Description

Retatrutide (Triple GIP/GLP-1/Glucagon Receptor Agonist)

Retatrutide is a novel, synthetic triagonist peptide designed to simultaneously target three key metabolic hormone receptors: GIP (glucose-dependent insulinotropic polypeptide), GLP-1 (glucagon-like peptide-1), and glucagon receptors. This unique receptor profile positions Retatrutide as a potent investigational compound in the study of energy homeostasis, glucose regulation, and body composition remodeling.

In preclinical and early clinical models, Retatrutide has demonstrated superior metabolic activity compared to dual agonists by leveraging synergistic signaling pathways to regulate appetite, increase insulin sensitivity, promote lipolysis, and enhance energy expenditure. This makes it a high-value target for research into obesity, insulin resistance, and metabolic syndrome.

Chemical Makeup

• Molecular Formula: C213H327N55O63

• Molecular Weight: ~4747.4 g/mol

• Form: Lyophilized powder (for reconstitution)

• Solubility: Water-soluble

• Structure: Synthetic linear peptide with fatty acid side-chain for prolonged half-life

• Half-Life (in vivo models): Estimated 6–8 days

Research & Preclinical Investigations

Triple Receptor Activation

Retatrutide’s design allows it to activate GIPR, GLP-1R, and GCGR in a balanced ratio, mimicking the effect of multiple incretin and energy-regulating hormones. Animal models indicate this triagonist mechanism may result in enhanced insulin secretion, appetite suppression, glucose clearance, and increased resting energy expenditure, exceeding the effects observed in dual agonists such as Tirzepatide.

Weight and Fat Mass Reduction

In rodent models of obesity and metabolic syndrome, Retatrutide administration has shown rapid and sustained reductions in body weight, attributed to both adipose tissue catabolism and reduced food intake. These effects are believed to be mediated through central hypothalamic appetite centers and peripheral lipolytic signals.

**TRY IT**:
According to the Retatrutide description, what is the compound's estimated half-life in in vivo models?

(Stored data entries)
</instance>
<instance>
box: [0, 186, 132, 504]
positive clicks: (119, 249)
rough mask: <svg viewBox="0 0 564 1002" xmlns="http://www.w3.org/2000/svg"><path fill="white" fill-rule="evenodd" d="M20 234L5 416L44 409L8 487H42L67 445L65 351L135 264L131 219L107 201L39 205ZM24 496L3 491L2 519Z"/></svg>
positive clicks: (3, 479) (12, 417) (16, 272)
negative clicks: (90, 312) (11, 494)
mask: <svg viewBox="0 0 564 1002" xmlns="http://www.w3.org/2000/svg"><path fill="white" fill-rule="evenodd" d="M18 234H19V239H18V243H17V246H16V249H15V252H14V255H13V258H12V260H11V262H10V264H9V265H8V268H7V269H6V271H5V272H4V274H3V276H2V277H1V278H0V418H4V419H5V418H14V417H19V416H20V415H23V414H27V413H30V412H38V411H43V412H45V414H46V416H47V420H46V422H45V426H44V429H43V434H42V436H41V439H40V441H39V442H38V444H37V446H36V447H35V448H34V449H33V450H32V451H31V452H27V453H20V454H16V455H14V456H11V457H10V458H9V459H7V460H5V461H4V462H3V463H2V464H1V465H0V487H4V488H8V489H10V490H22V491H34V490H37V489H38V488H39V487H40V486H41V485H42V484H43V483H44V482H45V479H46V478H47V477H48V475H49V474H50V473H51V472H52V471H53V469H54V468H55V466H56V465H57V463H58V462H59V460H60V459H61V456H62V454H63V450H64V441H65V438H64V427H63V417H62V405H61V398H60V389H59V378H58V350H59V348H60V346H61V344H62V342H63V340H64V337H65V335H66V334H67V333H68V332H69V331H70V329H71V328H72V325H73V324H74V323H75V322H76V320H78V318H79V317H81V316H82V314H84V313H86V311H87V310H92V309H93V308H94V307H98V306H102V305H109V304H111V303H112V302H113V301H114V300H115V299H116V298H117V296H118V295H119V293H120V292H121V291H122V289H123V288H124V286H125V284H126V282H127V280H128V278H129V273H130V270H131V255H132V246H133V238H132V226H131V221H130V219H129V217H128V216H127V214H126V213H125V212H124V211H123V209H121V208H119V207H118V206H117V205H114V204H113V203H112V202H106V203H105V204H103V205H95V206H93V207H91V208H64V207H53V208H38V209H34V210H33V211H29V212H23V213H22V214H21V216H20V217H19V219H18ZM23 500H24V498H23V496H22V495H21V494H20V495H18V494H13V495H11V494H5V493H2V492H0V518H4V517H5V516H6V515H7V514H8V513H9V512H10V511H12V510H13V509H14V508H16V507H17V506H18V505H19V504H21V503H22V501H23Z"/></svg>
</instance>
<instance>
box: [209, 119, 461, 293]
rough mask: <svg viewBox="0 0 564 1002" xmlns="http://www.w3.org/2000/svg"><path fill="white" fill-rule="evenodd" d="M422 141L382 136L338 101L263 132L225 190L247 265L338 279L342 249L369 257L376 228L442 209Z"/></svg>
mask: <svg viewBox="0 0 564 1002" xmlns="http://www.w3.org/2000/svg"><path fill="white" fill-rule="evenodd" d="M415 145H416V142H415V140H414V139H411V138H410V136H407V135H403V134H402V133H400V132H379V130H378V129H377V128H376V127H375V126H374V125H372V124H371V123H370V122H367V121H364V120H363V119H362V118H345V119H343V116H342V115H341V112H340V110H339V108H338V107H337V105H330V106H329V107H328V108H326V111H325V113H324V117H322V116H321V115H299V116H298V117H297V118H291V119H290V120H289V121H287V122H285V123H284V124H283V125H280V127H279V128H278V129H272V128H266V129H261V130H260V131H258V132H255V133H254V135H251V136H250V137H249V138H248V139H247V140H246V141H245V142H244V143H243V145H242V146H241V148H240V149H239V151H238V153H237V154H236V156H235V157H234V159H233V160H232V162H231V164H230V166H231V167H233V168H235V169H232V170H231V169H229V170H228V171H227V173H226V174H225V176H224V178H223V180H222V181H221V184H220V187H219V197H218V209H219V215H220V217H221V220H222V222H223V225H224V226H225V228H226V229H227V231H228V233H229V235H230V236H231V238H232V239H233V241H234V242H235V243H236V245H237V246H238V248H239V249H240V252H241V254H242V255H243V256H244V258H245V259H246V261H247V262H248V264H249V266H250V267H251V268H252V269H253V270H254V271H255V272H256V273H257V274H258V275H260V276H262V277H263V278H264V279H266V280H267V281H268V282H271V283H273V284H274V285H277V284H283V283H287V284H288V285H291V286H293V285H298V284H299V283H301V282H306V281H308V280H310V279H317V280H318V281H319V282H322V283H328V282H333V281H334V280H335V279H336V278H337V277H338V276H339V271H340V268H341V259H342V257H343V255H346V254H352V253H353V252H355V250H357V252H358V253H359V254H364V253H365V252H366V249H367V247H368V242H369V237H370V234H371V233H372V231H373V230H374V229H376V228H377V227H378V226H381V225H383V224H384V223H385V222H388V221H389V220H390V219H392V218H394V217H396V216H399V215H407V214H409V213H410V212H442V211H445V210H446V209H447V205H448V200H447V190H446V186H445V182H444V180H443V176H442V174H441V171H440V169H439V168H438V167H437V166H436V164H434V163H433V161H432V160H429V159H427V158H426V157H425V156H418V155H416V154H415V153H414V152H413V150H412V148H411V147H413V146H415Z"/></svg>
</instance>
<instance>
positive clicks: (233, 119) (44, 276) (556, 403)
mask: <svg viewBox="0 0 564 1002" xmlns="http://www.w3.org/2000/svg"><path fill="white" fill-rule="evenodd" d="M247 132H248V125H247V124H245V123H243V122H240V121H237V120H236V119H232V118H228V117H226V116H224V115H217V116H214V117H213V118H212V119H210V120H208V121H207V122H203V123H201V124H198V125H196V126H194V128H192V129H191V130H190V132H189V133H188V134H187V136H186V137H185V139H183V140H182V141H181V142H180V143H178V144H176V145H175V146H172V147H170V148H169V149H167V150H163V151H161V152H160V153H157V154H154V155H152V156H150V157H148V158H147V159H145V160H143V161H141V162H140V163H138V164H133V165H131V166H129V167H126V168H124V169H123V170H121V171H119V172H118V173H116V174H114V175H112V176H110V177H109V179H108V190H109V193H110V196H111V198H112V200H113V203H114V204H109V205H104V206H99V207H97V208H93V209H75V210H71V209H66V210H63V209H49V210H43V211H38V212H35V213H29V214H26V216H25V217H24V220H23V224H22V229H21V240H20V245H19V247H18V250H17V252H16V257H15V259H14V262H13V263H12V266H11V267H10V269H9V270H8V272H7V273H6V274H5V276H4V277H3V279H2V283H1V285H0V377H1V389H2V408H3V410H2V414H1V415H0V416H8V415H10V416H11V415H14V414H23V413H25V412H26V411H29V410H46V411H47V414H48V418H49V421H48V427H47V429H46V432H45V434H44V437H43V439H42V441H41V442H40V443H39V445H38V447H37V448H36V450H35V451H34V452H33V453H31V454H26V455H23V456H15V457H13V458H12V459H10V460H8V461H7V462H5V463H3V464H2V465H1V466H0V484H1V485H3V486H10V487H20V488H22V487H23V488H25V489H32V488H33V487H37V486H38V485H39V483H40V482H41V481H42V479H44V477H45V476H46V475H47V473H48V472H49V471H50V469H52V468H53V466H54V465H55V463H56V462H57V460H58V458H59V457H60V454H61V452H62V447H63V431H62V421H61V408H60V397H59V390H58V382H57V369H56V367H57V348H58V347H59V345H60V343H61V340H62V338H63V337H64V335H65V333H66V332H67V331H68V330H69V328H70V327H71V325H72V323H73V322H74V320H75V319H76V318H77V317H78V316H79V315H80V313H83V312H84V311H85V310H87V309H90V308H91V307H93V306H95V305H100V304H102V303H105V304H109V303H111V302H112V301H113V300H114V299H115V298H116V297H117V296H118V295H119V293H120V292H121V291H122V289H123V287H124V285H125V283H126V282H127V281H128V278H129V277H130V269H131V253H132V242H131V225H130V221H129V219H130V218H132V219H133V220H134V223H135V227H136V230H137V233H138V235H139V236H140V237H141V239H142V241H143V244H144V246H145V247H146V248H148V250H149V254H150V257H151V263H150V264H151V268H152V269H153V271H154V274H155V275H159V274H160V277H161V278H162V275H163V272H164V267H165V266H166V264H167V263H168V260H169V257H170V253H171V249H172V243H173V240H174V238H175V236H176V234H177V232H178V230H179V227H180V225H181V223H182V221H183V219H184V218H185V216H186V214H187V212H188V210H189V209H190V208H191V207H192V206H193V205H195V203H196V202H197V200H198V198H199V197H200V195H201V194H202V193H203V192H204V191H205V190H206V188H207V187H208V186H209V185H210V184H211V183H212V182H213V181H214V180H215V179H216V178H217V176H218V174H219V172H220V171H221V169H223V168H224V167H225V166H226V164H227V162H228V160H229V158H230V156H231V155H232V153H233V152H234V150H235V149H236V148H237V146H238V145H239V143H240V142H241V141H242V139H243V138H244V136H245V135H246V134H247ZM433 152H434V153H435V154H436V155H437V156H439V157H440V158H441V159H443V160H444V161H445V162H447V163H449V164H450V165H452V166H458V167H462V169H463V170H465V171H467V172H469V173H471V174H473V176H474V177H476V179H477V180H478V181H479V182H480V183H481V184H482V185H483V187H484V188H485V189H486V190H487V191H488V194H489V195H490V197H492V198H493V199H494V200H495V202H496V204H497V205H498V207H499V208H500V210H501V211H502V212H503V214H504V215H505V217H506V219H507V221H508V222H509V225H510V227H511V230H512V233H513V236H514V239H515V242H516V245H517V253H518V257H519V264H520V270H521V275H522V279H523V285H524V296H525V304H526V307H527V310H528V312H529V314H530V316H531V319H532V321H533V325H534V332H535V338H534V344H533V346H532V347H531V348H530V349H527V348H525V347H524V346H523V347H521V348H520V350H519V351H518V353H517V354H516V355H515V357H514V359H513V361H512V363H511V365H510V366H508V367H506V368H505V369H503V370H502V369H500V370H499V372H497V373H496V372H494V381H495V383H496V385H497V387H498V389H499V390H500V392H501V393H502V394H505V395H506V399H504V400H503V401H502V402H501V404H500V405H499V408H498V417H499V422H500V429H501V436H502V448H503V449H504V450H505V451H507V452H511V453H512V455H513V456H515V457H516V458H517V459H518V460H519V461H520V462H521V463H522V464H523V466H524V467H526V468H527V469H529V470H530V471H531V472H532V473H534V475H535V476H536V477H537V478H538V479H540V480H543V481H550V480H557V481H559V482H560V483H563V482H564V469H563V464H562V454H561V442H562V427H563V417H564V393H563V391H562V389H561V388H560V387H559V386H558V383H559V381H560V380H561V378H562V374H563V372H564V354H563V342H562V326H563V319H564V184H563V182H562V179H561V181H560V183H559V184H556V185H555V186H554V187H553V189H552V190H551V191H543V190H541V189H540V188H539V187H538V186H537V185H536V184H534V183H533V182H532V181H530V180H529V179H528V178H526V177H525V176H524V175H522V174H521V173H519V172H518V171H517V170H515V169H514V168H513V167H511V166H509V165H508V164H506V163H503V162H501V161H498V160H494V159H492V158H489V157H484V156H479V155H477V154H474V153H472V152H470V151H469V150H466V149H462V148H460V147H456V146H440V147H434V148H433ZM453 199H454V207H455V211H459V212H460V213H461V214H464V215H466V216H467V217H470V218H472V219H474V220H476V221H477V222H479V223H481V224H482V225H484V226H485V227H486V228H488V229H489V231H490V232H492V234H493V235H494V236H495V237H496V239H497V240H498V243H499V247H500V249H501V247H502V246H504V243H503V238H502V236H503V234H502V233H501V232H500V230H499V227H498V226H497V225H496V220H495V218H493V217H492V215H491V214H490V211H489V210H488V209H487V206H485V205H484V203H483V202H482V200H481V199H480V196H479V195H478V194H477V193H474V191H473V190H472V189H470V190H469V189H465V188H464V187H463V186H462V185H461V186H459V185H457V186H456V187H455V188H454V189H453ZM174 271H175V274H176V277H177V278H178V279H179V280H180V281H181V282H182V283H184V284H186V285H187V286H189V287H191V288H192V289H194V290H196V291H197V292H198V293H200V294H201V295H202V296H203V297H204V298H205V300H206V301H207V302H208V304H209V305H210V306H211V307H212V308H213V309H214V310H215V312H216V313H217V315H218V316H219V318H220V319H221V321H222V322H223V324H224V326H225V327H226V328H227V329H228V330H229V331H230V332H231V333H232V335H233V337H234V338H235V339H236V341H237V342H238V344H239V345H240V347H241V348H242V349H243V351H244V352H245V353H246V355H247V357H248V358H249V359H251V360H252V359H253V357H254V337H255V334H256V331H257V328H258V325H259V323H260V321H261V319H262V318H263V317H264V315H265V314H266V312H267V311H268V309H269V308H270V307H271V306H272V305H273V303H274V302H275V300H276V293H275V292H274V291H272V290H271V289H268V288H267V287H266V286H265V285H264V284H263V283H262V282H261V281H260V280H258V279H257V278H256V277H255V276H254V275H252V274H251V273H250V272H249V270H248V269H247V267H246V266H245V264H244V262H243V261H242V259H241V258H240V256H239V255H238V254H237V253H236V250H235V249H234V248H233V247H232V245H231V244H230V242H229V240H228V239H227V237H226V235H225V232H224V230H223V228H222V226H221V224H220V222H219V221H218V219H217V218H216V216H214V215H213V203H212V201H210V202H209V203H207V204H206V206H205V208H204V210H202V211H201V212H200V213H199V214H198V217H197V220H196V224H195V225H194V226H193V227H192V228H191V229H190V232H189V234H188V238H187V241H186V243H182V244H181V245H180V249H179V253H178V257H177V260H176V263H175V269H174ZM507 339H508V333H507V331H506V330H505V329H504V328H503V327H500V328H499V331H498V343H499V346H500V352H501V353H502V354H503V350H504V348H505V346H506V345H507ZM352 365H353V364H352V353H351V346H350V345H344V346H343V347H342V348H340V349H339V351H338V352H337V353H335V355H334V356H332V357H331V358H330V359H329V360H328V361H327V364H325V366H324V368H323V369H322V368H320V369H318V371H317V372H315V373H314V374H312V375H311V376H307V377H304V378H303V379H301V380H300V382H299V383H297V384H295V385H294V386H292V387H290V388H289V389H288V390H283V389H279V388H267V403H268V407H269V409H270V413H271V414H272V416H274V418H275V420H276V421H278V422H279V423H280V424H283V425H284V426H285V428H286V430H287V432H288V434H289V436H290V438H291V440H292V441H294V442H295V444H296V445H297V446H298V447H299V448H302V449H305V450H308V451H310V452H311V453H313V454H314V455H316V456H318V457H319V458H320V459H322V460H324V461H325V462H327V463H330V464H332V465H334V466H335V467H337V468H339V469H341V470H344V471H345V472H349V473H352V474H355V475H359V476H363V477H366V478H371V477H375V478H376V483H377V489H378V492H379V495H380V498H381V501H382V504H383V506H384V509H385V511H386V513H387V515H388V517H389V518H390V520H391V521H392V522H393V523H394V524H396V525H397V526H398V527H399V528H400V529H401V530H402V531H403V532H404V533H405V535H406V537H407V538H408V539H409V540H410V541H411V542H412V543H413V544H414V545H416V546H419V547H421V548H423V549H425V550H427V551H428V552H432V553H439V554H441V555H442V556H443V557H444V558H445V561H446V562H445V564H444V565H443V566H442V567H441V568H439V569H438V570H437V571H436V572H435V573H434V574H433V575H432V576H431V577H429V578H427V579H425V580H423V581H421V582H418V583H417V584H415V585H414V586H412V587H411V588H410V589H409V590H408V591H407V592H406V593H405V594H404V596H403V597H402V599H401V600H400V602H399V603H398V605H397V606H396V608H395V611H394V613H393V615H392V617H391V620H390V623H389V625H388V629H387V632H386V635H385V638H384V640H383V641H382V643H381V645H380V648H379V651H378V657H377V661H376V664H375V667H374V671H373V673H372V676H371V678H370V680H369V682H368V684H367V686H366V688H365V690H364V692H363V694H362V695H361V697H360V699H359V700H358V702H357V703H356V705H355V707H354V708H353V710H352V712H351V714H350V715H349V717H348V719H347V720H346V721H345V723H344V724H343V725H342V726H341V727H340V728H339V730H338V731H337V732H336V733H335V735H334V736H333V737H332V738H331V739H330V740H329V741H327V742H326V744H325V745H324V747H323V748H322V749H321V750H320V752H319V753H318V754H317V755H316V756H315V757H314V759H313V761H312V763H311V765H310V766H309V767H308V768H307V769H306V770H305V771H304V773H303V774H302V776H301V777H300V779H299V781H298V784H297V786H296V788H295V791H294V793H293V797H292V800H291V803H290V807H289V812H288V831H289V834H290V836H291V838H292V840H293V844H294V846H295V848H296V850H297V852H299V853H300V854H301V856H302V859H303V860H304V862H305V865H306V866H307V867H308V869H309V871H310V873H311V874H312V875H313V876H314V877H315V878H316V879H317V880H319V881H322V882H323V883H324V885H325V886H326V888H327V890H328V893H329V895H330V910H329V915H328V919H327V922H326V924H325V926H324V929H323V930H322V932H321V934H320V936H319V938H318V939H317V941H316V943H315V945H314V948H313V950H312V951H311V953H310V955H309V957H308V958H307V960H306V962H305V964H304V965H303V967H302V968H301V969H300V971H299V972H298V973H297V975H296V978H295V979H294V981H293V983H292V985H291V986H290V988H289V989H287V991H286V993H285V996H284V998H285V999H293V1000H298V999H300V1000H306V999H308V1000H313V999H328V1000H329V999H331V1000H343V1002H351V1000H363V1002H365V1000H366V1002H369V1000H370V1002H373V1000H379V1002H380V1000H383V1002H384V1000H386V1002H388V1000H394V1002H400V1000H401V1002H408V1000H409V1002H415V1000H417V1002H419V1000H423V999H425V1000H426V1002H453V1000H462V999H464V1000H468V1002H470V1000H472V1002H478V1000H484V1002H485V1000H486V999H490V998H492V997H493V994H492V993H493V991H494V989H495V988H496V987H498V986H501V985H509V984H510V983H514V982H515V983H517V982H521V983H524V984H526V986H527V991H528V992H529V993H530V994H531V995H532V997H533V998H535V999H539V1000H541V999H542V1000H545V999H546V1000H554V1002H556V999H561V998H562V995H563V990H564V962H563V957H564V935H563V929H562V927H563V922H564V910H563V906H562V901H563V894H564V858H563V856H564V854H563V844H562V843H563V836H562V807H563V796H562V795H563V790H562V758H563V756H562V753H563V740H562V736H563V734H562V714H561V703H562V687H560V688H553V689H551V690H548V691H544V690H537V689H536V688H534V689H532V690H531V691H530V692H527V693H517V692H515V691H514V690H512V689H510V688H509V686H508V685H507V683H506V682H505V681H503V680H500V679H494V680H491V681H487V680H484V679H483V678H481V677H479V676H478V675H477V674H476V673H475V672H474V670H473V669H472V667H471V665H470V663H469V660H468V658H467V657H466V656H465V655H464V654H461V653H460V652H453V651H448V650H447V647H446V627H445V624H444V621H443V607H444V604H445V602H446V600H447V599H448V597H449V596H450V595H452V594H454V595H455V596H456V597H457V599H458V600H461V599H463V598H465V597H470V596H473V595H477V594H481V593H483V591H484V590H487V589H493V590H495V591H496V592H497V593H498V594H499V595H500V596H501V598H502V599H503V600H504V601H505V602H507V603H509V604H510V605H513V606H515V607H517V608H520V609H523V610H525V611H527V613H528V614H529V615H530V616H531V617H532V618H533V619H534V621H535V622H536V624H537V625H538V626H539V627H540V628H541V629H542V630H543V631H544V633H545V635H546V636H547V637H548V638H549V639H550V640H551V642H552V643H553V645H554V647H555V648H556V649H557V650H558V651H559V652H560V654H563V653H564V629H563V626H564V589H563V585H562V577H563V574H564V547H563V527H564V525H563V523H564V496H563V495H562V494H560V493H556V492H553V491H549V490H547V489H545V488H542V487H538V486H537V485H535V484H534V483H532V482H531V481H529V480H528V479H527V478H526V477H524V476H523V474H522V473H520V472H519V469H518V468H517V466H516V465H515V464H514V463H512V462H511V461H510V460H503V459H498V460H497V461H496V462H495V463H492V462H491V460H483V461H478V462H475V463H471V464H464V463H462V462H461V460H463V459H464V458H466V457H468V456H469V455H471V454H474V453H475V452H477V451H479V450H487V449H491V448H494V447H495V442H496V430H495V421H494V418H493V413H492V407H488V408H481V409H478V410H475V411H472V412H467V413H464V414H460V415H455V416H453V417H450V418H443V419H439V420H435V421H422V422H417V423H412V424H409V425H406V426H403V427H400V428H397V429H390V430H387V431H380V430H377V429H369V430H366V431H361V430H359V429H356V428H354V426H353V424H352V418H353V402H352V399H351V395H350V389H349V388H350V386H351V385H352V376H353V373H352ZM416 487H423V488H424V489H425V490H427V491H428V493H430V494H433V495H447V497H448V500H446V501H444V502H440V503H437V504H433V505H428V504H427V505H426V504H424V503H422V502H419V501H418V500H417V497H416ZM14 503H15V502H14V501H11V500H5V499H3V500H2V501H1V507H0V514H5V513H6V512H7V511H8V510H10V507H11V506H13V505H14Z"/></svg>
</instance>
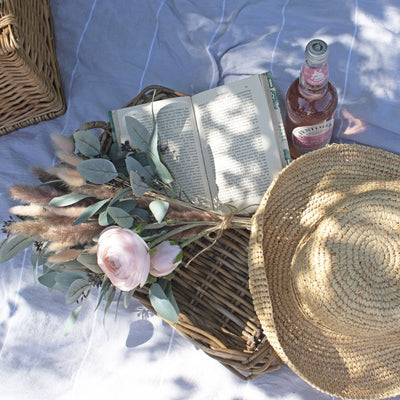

**ANSWER SPACE**:
An estimated 6–8 days.